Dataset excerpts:
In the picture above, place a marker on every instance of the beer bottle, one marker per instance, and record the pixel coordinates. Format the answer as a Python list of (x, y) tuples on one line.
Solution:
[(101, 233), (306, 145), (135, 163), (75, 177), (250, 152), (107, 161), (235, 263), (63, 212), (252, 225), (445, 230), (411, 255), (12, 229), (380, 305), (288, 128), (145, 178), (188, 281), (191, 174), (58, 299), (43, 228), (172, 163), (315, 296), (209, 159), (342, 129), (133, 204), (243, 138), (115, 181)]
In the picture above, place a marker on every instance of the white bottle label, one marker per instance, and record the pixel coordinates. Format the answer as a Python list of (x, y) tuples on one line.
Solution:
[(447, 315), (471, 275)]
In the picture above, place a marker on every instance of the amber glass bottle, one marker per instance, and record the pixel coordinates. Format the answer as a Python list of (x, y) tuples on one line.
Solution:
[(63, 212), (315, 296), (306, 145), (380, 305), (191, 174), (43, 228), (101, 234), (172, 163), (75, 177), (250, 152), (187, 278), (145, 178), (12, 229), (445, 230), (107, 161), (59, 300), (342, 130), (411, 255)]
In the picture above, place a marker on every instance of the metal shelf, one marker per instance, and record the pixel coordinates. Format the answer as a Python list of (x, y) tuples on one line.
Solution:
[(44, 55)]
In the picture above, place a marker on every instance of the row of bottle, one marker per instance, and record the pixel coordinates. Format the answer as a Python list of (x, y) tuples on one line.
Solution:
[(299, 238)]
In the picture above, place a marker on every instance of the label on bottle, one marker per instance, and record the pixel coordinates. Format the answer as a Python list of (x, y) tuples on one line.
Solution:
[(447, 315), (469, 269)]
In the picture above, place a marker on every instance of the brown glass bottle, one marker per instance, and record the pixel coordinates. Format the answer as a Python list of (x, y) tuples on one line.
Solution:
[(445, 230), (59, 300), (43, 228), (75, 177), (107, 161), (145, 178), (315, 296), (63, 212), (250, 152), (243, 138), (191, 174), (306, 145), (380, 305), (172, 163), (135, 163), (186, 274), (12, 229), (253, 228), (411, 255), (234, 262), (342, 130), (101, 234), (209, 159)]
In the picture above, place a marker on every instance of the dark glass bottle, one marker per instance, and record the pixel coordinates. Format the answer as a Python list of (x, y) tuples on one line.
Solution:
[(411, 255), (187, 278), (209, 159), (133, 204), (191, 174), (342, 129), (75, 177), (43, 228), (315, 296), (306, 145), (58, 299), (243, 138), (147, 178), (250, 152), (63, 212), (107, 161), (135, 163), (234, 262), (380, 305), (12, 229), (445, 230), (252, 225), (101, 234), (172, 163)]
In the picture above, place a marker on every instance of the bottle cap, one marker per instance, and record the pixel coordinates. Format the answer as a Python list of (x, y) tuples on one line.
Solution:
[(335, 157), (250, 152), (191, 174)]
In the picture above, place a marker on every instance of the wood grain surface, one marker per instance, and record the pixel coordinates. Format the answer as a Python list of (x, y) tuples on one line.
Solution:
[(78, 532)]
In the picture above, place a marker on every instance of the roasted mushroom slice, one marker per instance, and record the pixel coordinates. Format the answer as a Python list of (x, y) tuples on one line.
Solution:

◆ Instructions for the task: Copy every entry exactly.

◆ The answer:
In the picture above, place a marker on every instance of the beer bottle, one marker per instance, and record the pixel coordinates. Format the answer as a Python list of (x, y) tuples on one line.
Solution:
[(101, 233), (306, 145), (135, 163), (75, 177), (250, 152), (107, 161), (235, 263), (63, 212), (252, 225), (445, 230), (411, 255), (12, 229), (380, 305), (288, 128), (145, 178), (188, 281), (191, 174), (58, 299), (43, 228), (172, 163), (315, 296), (209, 159), (342, 129), (133, 204), (243, 138), (115, 181)]
In the picture above, place a marker on every instance of the white bottle label, one marker per instance, and record the pixel coordinates. Format the answer as a Python list of (x, y) tuples on one line.
Solution:
[(447, 315), (471, 275)]
In the picture above, place a marker on every instance of the amber glass bottle, one marker per instance, and record the pixel coordinates. Format the answer as a Python list of (x, y) tuples on one line.
Solution:
[(63, 212), (315, 296), (306, 145), (380, 305), (191, 174), (43, 228), (101, 234), (172, 163), (75, 177), (250, 152), (187, 278), (145, 178), (12, 229), (445, 230), (107, 161), (59, 300), (342, 130), (411, 255)]
In the picture above, place a marker on every instance of the metal shelf, one marker per instance, and record the pixel coordinates. Format the answer as a Python list of (x, y) tuples on one line.
Solution:
[(44, 55)]
In the picture above, place a marker on every instance of the row of bottle, one marker per instance, and record the pixel coordinates. Format the answer as a Python list of (x, y) tuples on one line.
Solution:
[(299, 238)]
In the picture above, place a marker on every instance of the label on bottle, one marker per instance, and record the pixel coordinates. Format the answer as a Python list of (x, y) tuples on one line.
Solution:
[(447, 315), (469, 269)]
In the picture above, place a marker on every instance of the brown glass bottle, one marker per instance, and record the pixel coordinates. Format the answer as a Python list of (x, y) tuples on one line.
Solution:
[(445, 230), (59, 300), (43, 228), (75, 177), (107, 161), (145, 178), (315, 296), (63, 212), (250, 152), (243, 138), (191, 174), (306, 145), (380, 305), (172, 163), (135, 163), (186, 274), (12, 229), (253, 228), (411, 255), (234, 262), (342, 130), (101, 234), (209, 159)]
In the picture above, place a marker on every instance of the dark glass bottle, one marker per instance, and record the pixel coordinates. Format the answer as a Python list of (x, y) tuples on one line.
Solution:
[(411, 255), (187, 278), (209, 159), (133, 204), (191, 174), (342, 129), (75, 177), (43, 228), (315, 296), (306, 145), (58, 299), (243, 138), (147, 178), (250, 152), (63, 212), (107, 161), (135, 163), (234, 262), (380, 305), (12, 229), (445, 230), (252, 225), (101, 234), (172, 163)]
In the picture above, place a marker on every instance of the bottle cap, one marker per instance, and record the pixel coordinates. Format the answer as a Python list of (x, y) tuples on one line.
Solution:
[(335, 157), (250, 152), (191, 174)]
In the picture above, place a marker on every instance of the wood grain surface, one marker per instance, and record the pixel coordinates. Format the answer as a Python list of (x, y) tuples on one line.
Solution:
[(78, 532)]
In the picture above, place a marker on every instance of the roasted mushroom slice, one marker per instance, and record the pixel coordinates. Format the answer as a Python list of (x, y) tuples on one line.
Solution:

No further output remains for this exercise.